START

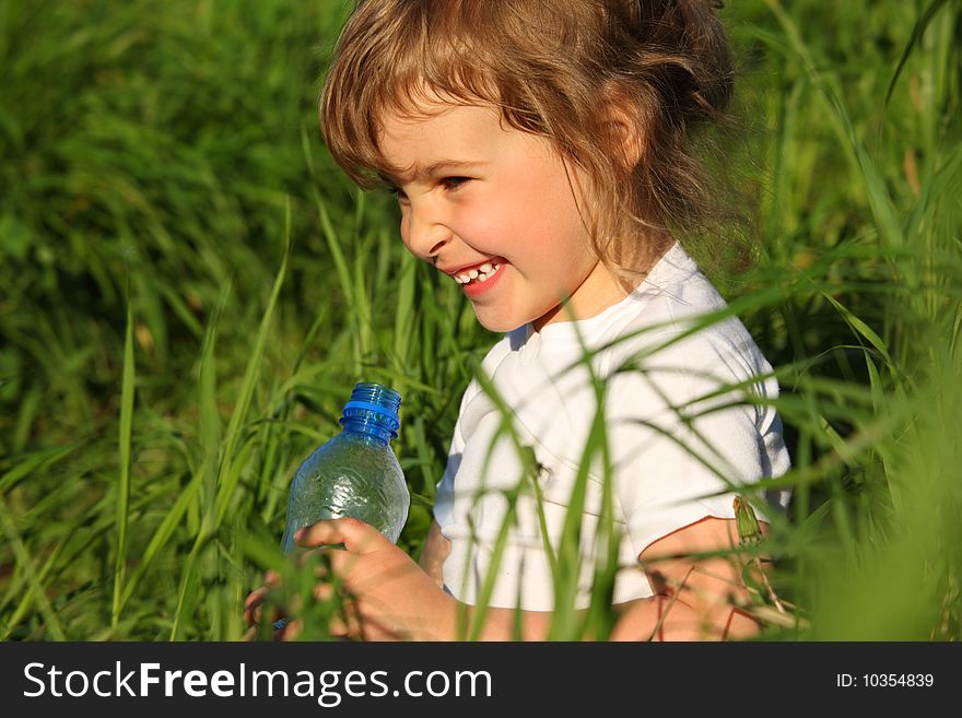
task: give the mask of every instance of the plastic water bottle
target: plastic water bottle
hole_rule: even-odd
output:
[[[344,405],[343,431],[318,447],[297,469],[288,493],[282,548],[291,553],[297,529],[351,516],[397,543],[408,520],[411,495],[389,444],[398,437],[401,396],[362,381]]]

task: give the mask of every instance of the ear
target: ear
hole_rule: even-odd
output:
[[[611,152],[622,160],[631,172],[644,154],[644,122],[636,101],[613,86],[601,96],[600,122],[610,143]]]

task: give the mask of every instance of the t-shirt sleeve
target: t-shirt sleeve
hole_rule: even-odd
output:
[[[773,410],[748,399],[777,382],[732,386],[749,366],[695,334],[609,379],[608,444],[635,555],[705,516],[734,518],[732,489],[771,475],[772,450],[787,459]]]
[[[455,431],[451,435],[450,449],[447,454],[447,464],[441,481],[437,482],[434,495],[434,520],[437,521],[442,529],[454,522],[454,503],[455,503],[455,475],[461,466],[461,456],[465,451],[465,436],[461,431],[461,420],[465,415],[465,405],[469,397],[477,391],[474,379],[468,384],[465,393],[461,396],[461,405],[458,410],[458,419],[455,422]]]

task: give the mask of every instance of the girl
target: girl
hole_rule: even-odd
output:
[[[689,138],[720,116],[731,75],[707,0],[360,2],[321,99],[328,148],[360,185],[397,195],[406,247],[504,332],[483,372],[517,442],[472,380],[420,566],[359,521],[302,531],[303,546],[347,548],[328,552],[353,598],[335,633],[455,638],[483,603],[481,637],[508,639],[519,619],[542,639],[559,570],[574,576],[574,608],[591,602],[611,526],[612,638],[758,629],[736,608],[739,572],[690,554],[736,544],[731,490],[787,470],[778,387],[737,318],[697,325],[725,302],[671,229],[704,213]],[[584,455],[591,374],[607,466]],[[789,496],[766,498],[778,509]],[[580,548],[559,554],[573,503]],[[250,622],[266,591],[249,597]]]

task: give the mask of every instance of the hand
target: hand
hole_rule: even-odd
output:
[[[305,527],[294,540],[300,546],[321,553],[341,587],[344,620],[330,621],[331,635],[363,640],[442,640],[454,636],[455,600],[377,529],[357,519],[341,518]],[[345,550],[316,549],[337,544]],[[314,598],[331,600],[336,591],[331,576],[322,569],[317,575],[321,581],[314,589]],[[270,572],[266,580],[268,586],[253,591],[245,602],[248,623],[259,617],[258,607],[277,585],[277,576]],[[301,627],[294,620],[274,637],[292,640]]]

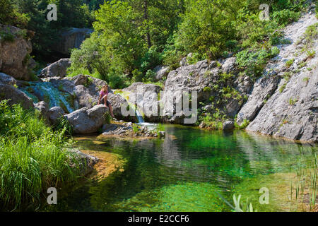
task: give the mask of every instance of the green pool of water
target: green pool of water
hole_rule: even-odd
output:
[[[277,188],[271,187],[283,183],[285,173],[296,170],[300,158],[310,159],[317,150],[315,145],[242,131],[225,133],[172,125],[165,126],[165,131],[175,138],[112,138],[99,144],[93,143],[96,138],[78,141],[83,149],[122,156],[126,160],[124,172],[100,182],[88,181],[44,210],[230,211],[223,198],[232,203],[235,194],[242,194],[243,201],[250,198],[259,211],[284,210],[286,203],[277,197],[285,191],[273,194]],[[259,190],[264,186],[270,191],[269,205],[258,202]]]

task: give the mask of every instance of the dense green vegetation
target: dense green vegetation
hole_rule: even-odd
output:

END

# WRITTEN EXERCISE:
Copy out the entire listing above without any changes, omitting the pictures.

# FINAL RESULT:
task: give the mask of every instance of the plastic water bottle
target: plastic water bottle
hole_rule: even-odd
output:
[[[344,405],[343,431],[318,447],[297,469],[288,493],[282,548],[291,553],[297,529],[351,516],[397,543],[408,520],[411,495],[389,444],[398,437],[401,396],[362,381]]]

task: give the mask of every instance of the ear
target: ear
hole_rule: even-odd
output:
[[[611,152],[622,160],[631,172],[644,154],[644,122],[636,101],[613,86],[601,96],[600,122],[610,143]]]

task: give the mask of every instance of the t-shirt sleeve
target: t-shirt sleeve
hole_rule: even-odd
output:
[[[773,410],[748,399],[777,382],[732,386],[749,366],[695,334],[609,379],[608,444],[635,555],[705,516],[734,518],[732,489],[771,475],[772,450],[787,459]]]
[[[455,431],[451,435],[450,449],[447,454],[447,464],[441,481],[437,482],[434,495],[434,520],[437,521],[442,529],[454,522],[454,503],[455,503],[455,475],[461,466],[461,456],[465,451],[465,436],[461,431],[461,420],[465,415],[465,405],[469,397],[477,391],[474,379],[468,384],[465,393],[461,396],[461,405],[458,410],[458,419],[455,422]]]

task: give the mask of every instance of the girl
target: girl
hole_rule: even-odd
output:
[[[689,138],[720,116],[731,75],[707,0],[360,2],[321,99],[328,148],[360,185],[397,195],[406,247],[504,332],[483,372],[517,442],[472,380],[420,566],[359,521],[302,531],[303,546],[347,548],[328,552],[353,598],[335,633],[455,638],[483,603],[481,637],[508,639],[519,619],[542,639],[559,570],[574,576],[574,608],[591,602],[611,526],[612,638],[758,629],[736,608],[739,572],[690,554],[736,544],[731,490],[787,470],[778,387],[737,318],[697,325],[725,302],[671,229],[704,213]],[[584,455],[591,374],[607,466]],[[789,496],[766,498],[778,509]],[[580,548],[559,554],[573,503]],[[250,622],[266,591],[249,597]]]

task: give the mask of every instance of the hand
target: hand
hole_rule: even-odd
output:
[[[305,527],[294,540],[300,546],[321,553],[341,587],[344,620],[330,621],[331,635],[363,640],[442,640],[454,636],[455,600],[377,529],[357,519],[341,518]],[[345,550],[316,549],[337,544]],[[314,598],[331,600],[336,591],[331,576],[322,569],[317,575],[321,581],[314,589]],[[270,572],[266,580],[268,586],[253,591],[245,602],[248,623],[259,617],[258,607],[277,585],[277,576]],[[301,627],[294,620],[274,637],[292,640]]]

task: give the mask of every instance of the green pool of water
target: green pool of water
hole_rule: even-odd
output:
[[[277,188],[271,187],[283,183],[285,173],[296,170],[300,158],[310,159],[317,150],[315,145],[242,131],[225,133],[172,125],[165,126],[165,131],[175,138],[112,138],[99,144],[93,143],[96,138],[78,141],[83,149],[122,156],[126,160],[124,172],[100,182],[88,181],[44,210],[230,211],[223,198],[232,203],[235,194],[242,194],[243,201],[250,198],[259,211],[284,210],[286,203],[277,197],[285,191],[273,194]],[[259,190],[264,186],[270,191],[269,205],[258,202]]]

task: give the mask of every instance of the dense green vegetation
target: dense green vegetation
hole_rule: even-odd
output:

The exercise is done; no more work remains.